Prompt: In the material below, rescale the coordinate points for the stretch from the line containing "of the notebook" through the end of the material, both ends included. Reproduce every line in that stretch, requests included, with each coordinate multiplied by 0.95 and rounded to the nearest whole number, halves rounded up.

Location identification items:

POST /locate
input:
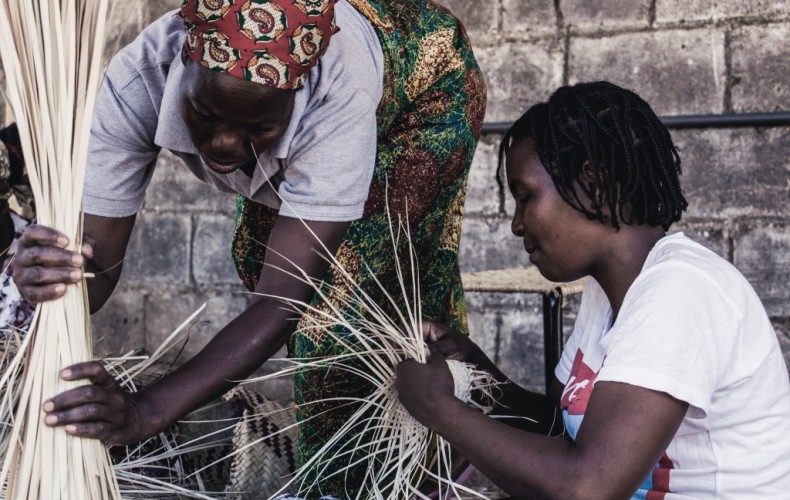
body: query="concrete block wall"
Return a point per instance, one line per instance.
(705, 56)
(684, 58)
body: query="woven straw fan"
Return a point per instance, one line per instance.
(51, 52)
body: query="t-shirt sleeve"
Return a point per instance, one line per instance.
(675, 334)
(593, 302)
(331, 164)
(121, 153)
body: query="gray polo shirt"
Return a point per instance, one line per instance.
(321, 168)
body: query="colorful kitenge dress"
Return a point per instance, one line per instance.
(428, 124)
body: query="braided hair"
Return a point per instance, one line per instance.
(614, 136)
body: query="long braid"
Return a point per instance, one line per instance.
(632, 165)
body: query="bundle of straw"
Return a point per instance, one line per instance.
(51, 52)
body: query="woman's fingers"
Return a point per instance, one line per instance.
(42, 266)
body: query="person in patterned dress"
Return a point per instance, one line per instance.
(326, 117)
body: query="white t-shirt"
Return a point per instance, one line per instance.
(322, 167)
(691, 326)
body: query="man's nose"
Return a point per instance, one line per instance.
(226, 140)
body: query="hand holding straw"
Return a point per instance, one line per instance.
(51, 51)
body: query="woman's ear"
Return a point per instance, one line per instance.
(589, 180)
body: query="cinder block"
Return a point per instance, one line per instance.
(760, 65)
(212, 265)
(158, 8)
(529, 18)
(480, 18)
(166, 310)
(676, 71)
(174, 187)
(782, 327)
(124, 22)
(683, 11)
(489, 244)
(734, 172)
(521, 346)
(119, 327)
(762, 254)
(597, 15)
(158, 253)
(482, 192)
(713, 235)
(484, 324)
(520, 75)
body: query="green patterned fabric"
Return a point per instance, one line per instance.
(429, 121)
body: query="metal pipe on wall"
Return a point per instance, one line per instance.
(726, 120)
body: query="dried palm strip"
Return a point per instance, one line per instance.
(51, 51)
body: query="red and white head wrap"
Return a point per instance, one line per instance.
(273, 42)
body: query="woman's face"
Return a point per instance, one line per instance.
(230, 120)
(560, 240)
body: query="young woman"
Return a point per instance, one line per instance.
(335, 107)
(672, 384)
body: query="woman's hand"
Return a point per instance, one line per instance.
(102, 409)
(426, 390)
(449, 343)
(42, 266)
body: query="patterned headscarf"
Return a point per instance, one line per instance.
(273, 42)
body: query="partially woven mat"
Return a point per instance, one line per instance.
(525, 280)
(265, 443)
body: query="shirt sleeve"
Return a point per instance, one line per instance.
(592, 300)
(675, 334)
(330, 165)
(122, 153)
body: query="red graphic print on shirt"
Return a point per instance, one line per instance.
(577, 391)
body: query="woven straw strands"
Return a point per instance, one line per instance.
(51, 52)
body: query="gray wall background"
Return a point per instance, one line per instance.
(705, 56)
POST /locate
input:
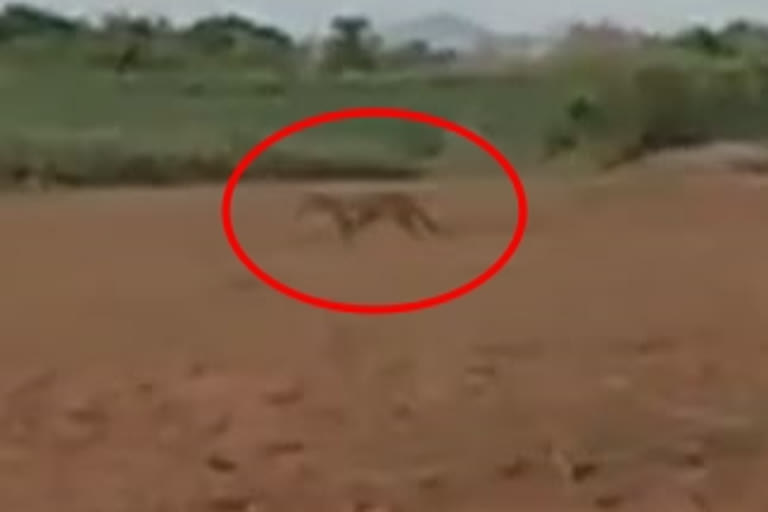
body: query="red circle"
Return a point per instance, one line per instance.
(378, 112)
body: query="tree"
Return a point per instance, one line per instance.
(703, 40)
(21, 20)
(221, 33)
(352, 46)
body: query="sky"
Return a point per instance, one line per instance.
(514, 16)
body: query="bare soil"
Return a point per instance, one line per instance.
(617, 362)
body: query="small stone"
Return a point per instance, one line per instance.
(513, 469)
(430, 479)
(284, 447)
(220, 463)
(284, 393)
(609, 501)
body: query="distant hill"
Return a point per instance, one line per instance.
(448, 30)
(441, 30)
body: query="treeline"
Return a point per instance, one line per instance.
(130, 42)
(352, 44)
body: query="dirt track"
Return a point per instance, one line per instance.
(629, 330)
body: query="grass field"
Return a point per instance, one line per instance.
(143, 368)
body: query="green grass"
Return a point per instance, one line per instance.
(70, 114)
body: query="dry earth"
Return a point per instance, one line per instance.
(618, 361)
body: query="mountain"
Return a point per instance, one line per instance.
(447, 30)
(440, 30)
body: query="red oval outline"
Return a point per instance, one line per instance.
(374, 308)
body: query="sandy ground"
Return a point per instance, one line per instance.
(618, 362)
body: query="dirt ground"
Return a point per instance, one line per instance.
(618, 362)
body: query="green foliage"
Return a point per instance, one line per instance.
(199, 96)
(350, 48)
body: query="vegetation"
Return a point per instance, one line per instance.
(139, 100)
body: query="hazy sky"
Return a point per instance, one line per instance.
(506, 15)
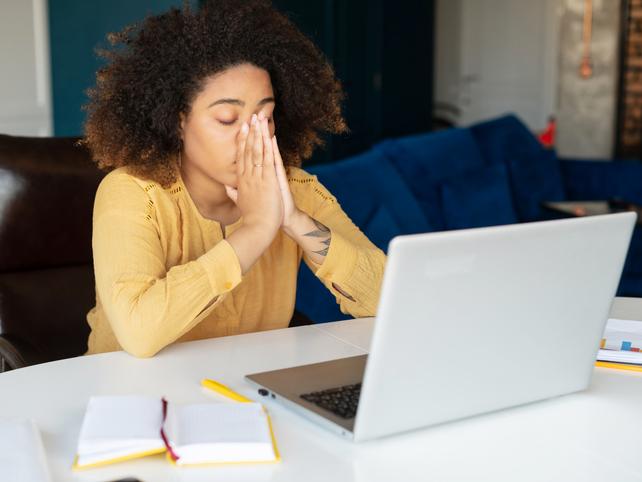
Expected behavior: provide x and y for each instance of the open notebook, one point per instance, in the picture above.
(118, 428)
(622, 343)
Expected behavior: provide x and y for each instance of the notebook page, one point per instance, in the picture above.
(22, 455)
(119, 422)
(221, 423)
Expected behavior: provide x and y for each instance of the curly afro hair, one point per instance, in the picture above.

Correct response:
Expected behavior: provide x and y for each instance of the notebook page, one point per instance, in the picture above.
(21, 432)
(113, 401)
(210, 402)
Expected behavior: provide x and y for each instance of the curly afro hair, one point per instance, in the picture above.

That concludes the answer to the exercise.